Task details -
The records below need to come back exactly as they are, pictures omitted.

Entries shown -
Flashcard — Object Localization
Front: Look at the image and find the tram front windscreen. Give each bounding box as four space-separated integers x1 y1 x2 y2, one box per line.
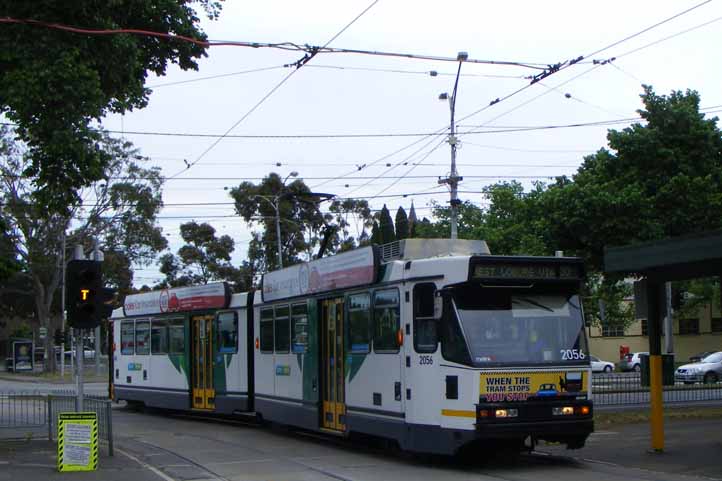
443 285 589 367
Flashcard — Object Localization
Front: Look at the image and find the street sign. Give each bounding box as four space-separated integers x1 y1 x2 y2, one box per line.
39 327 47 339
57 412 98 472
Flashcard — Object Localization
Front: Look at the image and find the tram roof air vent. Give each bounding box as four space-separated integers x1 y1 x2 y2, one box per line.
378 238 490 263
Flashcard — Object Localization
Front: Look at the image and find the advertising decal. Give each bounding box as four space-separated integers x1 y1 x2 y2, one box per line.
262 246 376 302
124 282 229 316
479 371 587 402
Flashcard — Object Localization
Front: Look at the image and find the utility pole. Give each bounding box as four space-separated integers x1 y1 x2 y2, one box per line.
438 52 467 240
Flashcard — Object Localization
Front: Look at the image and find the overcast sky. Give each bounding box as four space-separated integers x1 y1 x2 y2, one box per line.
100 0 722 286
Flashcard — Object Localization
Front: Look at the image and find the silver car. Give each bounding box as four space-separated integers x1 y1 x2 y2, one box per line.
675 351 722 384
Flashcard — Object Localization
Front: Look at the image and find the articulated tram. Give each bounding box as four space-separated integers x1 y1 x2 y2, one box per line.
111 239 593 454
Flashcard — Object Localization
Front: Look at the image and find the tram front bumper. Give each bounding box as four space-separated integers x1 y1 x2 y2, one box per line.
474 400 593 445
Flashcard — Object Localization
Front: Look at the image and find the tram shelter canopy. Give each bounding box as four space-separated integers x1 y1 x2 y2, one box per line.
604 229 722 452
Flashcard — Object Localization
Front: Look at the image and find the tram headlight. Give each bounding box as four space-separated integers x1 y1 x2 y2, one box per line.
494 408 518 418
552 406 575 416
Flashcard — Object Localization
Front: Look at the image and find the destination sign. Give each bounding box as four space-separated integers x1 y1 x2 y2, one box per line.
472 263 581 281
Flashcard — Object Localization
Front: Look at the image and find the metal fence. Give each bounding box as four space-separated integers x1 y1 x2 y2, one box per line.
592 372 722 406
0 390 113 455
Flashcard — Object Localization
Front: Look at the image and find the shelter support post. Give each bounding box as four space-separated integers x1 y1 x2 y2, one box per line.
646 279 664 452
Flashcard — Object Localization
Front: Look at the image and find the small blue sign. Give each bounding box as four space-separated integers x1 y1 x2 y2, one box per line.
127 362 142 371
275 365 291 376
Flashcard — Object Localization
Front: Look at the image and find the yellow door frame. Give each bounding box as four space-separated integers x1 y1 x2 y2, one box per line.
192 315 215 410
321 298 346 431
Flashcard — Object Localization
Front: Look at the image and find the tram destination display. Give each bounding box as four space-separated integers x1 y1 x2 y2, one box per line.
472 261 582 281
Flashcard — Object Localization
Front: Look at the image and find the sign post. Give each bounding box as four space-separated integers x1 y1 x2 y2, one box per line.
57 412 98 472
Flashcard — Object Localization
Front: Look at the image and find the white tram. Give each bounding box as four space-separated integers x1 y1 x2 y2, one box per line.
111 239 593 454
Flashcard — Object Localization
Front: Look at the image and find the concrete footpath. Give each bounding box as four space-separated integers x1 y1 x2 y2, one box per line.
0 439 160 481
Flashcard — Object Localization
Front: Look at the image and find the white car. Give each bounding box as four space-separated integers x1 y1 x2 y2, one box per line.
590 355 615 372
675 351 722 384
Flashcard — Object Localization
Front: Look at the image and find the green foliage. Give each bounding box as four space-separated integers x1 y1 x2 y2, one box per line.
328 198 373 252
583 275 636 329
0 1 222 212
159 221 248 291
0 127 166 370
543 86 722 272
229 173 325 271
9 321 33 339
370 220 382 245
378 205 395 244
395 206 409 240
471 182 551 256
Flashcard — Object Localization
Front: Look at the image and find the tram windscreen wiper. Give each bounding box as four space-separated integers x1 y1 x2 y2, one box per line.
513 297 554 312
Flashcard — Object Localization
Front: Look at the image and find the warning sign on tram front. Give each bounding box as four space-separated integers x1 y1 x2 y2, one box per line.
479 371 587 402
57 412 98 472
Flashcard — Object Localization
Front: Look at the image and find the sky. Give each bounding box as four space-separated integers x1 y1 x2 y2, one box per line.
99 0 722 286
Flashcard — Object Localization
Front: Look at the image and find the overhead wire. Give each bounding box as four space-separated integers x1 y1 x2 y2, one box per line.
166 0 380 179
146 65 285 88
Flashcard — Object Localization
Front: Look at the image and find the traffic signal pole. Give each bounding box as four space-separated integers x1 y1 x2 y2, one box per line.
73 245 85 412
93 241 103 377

Reply to the exercise -
Flashcard — Object Localization
Front: Look at the image and find the tram front windscreen. Give each bounding box as four space-separated integers x1 y1 x2 y2, one box per line.
443 285 589 367
Flashcard — Object Localization
Front: Look at the image and find the street sign. Give each bounding box as four space-separated integers x1 y1 x2 y2, one box per line.
39 327 47 339
57 412 98 472
Flashcard — Object Localization
Front: Look at the image and find the tram roof air vent. Give each bounding box as four space-separated integers x1 y1 x2 y2, one box per line.
378 238 490 263
Flashcard — Object Localization
Front: Look at the image and find the advertising decal. Give each bounding box as four space-separated integers x1 y1 x2 y2, one box per line.
262 246 376 302
124 282 229 316
479 371 587 402
Flashcard — Object Localization
Front: Look at the image and find the utility pole. Give each bounding box as four space-separated integers x1 y1 x2 y2, one box per line.
438 52 467 240
Flashcard — Object Localization
Front: Look at the image and find the overcast sky. Give each bounding box as four space-separated integers x1 y1 x2 y2, one box per line.
100 0 722 286
Flashcard — Object Localization
Front: Look at the image and find the silver car. Give each bounding box as four space-separated integers x1 y1 x2 y2, one box per line.
675 351 722 384
Flashcard — Object Localization
Front: Look at the image and find the articulated tram. Give each bounding box as four space-separated integers x1 y1 x2 y2, one box per line.
111 239 593 454
Flashcard — Object Localization
Front: Look at the image and find the tram front bumper. Give each bounding box as four space-separated integers x1 y1 x2 y2, one box per line.
474 400 593 445
Flashcard — Object Localization
Front: Look at the image and find the tram shelter canopy. Give each bounding box as four space-separated integers x1 y1 x2 y2, one box per line.
604 229 722 452
Flashcard — Object Localization
Front: Look at the image and find the tram headlight. Give each bounding box as four space-separated integers x1 y1 x2 y2, one box per line.
494 408 518 418
552 406 575 416
Flashcard — Object Localization
Front: Look at the image and find the destination sign. Give each bounding box as four space-separated integers x1 y1 x2 y2, one box per line.
472 263 581 281
Flashcard — Object Localization
Front: Look at the image and find the metal fence. Give each bounding box as four space-separated integers x1 y1 x2 y2, one box per line.
592 372 722 406
0 390 113 455
Flashcard — Object Localization
Front: Look at the image and find the shelter support post. Give each bounding box as four space-separated integers x1 y1 x2 y2, one box per line.
646 279 664 452
Flashcard — Object Localization
Front: Look at the image and find the small blue sign. Give each bounding box as four space-separated integers x1 y1 x2 y2, one box per line.
127 362 142 371
275 365 291 376
Flashcard — Object Localization
Front: Look at the image and find the yellow door frame. Give each bounding box as four space-separated integers x1 y1 x2 y2, one box per line.
192 315 215 410
321 298 346 431
Flashcard — Object Localization
Front: Look at the image and find the tram destination display. Give each bounding box as four space-separated integers x1 y1 x2 y2, one box per line.
472 261 582 281
Flashcard — Object Localization
Front: Look at the image and find the sign post. Give each bounding box as four space-separated integers x1 y1 x2 y2, one box per line.
57 412 98 472
Flashcard — Object Localization
Front: Look at the image and find the white tram. Give each bounding box as four space-separated integers x1 y1 x2 y2, one box per line.
111 239 593 454
Flashcard — Object Localization
Front: Look at the image and find the concrete footpath. Give each bounding box as four space-separated integers x1 y1 x2 y2, one box per line.
0 439 160 481
Flashcard — Object Localization
Front: Look at the image and find the white car. Give each bounding box as four space-separated integers x1 y1 x2 y2, one box per line.
590 355 615 372
675 351 722 384
Flashcard — Object Localization
Front: Look at the image and find the green foliage. Give each bounding box as four space-separated integers x1 y1 x2 y2, one box per line.
328 198 373 252
583 275 636 329
0 1 222 212
159 221 248 291
0 127 166 370
543 86 722 272
229 173 325 271
9 321 33 339
370 220 382 245
378 205 395 244
395 206 409 240
471 182 551 256
Flashcard — Object Localization
Front: Look at the image and find the tram windscreen wiper. Give each bounding box as four space-separated integers x1 y1 x2 y2, one box per line.
513 297 554 312
Flashcard — Object Localization
Front: Look at the image and find the warning sign on tram front. Give each bounding box as four space-separated integers x1 y1 x2 y2, one box per line.
479 371 587 402
57 412 98 472
Flashcard — Object Localization
Front: Look at the image and find the sky. Give each bounding box as four space-separated integers x1 y1 x2 y2, one box per line.
99 0 722 286
Flashcard — Object Localization
Front: Look at the image and find the overhead wire. Give each bounding box as four space-separated integers x1 y1 x2 y2, one box per line.
166 0 380 179
146 65 285 88
Flashcard — Object Localization
Front: Look at the image and find the traffic signal pole. Give each bounding box as four space-separated integers x1 y1 x2 y2, one box per line.
73 245 85 412
93 241 103 377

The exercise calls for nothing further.